'''

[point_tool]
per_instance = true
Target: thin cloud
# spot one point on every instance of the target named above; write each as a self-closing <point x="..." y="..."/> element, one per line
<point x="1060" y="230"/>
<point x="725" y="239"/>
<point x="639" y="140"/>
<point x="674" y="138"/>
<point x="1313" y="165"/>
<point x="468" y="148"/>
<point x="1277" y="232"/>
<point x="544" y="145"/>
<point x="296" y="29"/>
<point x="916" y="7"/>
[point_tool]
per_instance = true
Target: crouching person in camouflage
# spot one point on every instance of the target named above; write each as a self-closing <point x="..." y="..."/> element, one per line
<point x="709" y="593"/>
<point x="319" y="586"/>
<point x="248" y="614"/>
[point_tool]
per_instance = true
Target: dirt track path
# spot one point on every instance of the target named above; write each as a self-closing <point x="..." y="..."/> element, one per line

'''

**What to work on:** Please write out every line of the data exactly.

**Answer to this task:**
[point_tool]
per_instance = true
Target: thin cloud
# spot one point on every instance of the target named above; write each as a self-closing <point x="..." y="..."/> element, one per line
<point x="1060" y="230"/>
<point x="725" y="239"/>
<point x="639" y="140"/>
<point x="674" y="138"/>
<point x="1313" y="165"/>
<point x="468" y="148"/>
<point x="1277" y="232"/>
<point x="544" y="145"/>
<point x="296" y="29"/>
<point x="916" y="7"/>
[point_tool]
per_instance = true
Target: crouching person in camouflage
# spot one point on every instance of the target named above; write each as a self-closing <point x="..." y="..."/> element, one per line
<point x="709" y="593"/>
<point x="319" y="586"/>
<point x="248" y="614"/>
[point_tool]
per_instance = true
Target: dirt track path
# spot one point on every instance of the target named above; write each as a self-closing <point x="..." y="..."/> element, one per line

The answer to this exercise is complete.